──────── Text excerpt

The article was just blathering bullshit and contributed zero. Not a surprise to the sober, since there is no such thing as the conservative mind. However, the drunk and hostile harbor other thoughts---dark and suspicious thoughts. Maybe they DO know what they are doing...

Fuck'm. The best argument is a bullet. Kill the reptile brain, kill the conservative. Butt simple.

You say, well that is hardly a rational political position. However, the problem is that conservatism is not a rational political position. It is an irrational identity movement: white, insecure, mostly male, middle aged that has no rational political position on anything. (Interesting how it manifests that in a completely incoherent string of unrelated policy positions...)

The so-called conservative mind follows a kind of mass cultural simulacrum of an all American White Male Identity. George Bush is its icon. His slightly dazed and confused demeanor, his steroid induced hostility, his inability to actually speak the English language----these and other style accouterments are all there is. John Wayne. There is no there, there. One must stand firm, since there is no rational realm from which to mount a discourse or reflect---one simply IS a primordial rod of firmness---stiff, the tree trunk of authenticity. Der Leaderstiff Amerika.

I've spent months reflecting on why Leo Strauss tried to portray Spinoza as starting some kind of bible science with his Political-Theological Tactus. I can not figure out what Strauss was trying to do. The simple fact is he was just wrong. It was an idiot idea. Spinoza had no interest at all in starting a school of rational analysis of the bible. His purpose was to illustrate the stupidity of attempting to find a rational explanation for anything in the bible. He wanted to demonstrate that there was no rational structure to the bible or religious ideas and therefore they were not the proper founding material for society or a guide to human conduct, must less law. Spinoza didn't mount a critique of religion. Spinoza devastated religion.

Strauss desperately wanted to find a source for his own philosophical impulse within a German Jewish history and the fact is he could only find his opponents in the Enlightenment. I still can't figure out what motivated his profound anathma towards the Enlightenment. The contradiction of anti-Semiticism as a tolerated variant in a liberal society seems hardly worth a lifetime of research, study, and writing to oppose the broad Enlightenment program.

────────────────
──────── Information shown

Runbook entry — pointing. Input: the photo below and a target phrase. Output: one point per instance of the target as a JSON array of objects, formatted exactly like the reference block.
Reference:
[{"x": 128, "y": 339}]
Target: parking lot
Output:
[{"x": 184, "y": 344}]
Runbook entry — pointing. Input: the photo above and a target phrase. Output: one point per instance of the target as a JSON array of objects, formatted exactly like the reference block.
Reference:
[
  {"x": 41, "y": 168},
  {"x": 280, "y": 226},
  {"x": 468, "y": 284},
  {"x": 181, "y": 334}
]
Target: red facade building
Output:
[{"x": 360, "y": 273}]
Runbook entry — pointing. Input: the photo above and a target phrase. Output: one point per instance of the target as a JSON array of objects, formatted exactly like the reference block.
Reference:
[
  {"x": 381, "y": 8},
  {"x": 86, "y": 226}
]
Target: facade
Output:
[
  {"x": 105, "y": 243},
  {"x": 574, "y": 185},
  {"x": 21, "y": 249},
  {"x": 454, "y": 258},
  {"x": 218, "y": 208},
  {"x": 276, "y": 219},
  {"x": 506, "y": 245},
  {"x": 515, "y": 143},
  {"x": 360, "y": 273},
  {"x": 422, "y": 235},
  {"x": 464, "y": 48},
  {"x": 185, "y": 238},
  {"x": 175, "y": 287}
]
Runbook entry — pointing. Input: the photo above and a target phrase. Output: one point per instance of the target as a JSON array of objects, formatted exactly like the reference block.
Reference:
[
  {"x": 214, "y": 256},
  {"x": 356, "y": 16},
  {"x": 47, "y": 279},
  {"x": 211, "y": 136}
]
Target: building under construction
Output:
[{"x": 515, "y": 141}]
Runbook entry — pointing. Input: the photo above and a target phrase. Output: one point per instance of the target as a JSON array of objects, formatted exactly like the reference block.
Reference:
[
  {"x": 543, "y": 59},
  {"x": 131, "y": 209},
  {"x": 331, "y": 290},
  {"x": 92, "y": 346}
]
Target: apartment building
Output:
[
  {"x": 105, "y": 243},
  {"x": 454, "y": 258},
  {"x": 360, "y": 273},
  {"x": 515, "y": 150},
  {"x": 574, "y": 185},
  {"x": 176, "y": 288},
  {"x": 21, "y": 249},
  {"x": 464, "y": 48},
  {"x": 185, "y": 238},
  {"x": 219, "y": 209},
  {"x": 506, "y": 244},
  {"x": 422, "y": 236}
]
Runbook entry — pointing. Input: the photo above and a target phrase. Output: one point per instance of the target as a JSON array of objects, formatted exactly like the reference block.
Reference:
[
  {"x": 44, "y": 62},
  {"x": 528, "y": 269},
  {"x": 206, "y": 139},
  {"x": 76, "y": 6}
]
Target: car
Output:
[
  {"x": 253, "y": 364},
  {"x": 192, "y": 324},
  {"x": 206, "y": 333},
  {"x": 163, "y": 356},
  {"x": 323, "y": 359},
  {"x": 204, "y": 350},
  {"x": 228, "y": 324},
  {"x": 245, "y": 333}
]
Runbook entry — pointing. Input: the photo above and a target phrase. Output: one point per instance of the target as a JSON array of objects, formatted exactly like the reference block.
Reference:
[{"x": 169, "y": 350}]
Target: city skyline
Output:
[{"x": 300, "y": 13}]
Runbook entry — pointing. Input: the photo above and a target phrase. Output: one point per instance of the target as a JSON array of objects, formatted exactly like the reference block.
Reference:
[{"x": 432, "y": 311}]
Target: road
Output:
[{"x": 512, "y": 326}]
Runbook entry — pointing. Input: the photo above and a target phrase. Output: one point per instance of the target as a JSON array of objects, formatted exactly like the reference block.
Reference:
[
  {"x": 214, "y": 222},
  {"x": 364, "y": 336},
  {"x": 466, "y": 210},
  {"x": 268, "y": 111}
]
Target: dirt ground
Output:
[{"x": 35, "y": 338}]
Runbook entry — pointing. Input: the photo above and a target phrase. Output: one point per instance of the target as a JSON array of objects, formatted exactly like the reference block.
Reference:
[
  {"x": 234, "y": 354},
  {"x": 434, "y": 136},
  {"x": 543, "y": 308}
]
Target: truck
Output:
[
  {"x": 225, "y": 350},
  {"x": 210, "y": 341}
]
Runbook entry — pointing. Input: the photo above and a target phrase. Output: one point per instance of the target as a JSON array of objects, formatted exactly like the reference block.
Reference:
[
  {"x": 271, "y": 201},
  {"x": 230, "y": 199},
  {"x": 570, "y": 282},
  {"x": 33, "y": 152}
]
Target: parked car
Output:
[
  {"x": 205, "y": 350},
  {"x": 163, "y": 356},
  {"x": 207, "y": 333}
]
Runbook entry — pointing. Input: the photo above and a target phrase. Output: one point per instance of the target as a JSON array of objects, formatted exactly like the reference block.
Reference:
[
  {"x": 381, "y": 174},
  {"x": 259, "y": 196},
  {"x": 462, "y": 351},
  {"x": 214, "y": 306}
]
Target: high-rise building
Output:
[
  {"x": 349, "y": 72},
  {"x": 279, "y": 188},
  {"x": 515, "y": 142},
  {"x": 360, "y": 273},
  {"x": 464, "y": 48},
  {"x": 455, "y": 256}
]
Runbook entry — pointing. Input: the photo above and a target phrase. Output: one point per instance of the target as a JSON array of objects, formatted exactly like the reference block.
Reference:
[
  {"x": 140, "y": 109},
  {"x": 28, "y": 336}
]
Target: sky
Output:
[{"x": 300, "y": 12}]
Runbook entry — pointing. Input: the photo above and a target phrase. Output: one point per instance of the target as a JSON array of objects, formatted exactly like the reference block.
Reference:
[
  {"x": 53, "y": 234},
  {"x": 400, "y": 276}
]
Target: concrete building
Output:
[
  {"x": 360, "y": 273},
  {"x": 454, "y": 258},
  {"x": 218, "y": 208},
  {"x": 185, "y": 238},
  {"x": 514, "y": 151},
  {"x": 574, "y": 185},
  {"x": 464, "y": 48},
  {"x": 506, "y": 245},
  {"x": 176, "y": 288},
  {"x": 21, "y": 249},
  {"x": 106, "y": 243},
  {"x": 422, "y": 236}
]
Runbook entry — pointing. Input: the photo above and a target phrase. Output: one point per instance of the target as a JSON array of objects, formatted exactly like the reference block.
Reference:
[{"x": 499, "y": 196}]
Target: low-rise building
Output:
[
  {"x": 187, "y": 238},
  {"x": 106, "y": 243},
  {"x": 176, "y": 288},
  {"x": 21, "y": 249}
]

────────────────

:: Task set ::
(1) According to the text excerpt, what did Spinoza want to demonstrate about the bible?
(2) Pick out every line of the records that contains the string "rise".

:: Outputs for the tasks ::
(1) He wanted to demonstrate that there was no rational structure to the bible or religious ideas, and that they were therefore not the proper founding material for society or a guide to human conduct.

(2)
Target: high-rise building
Target: low-rise building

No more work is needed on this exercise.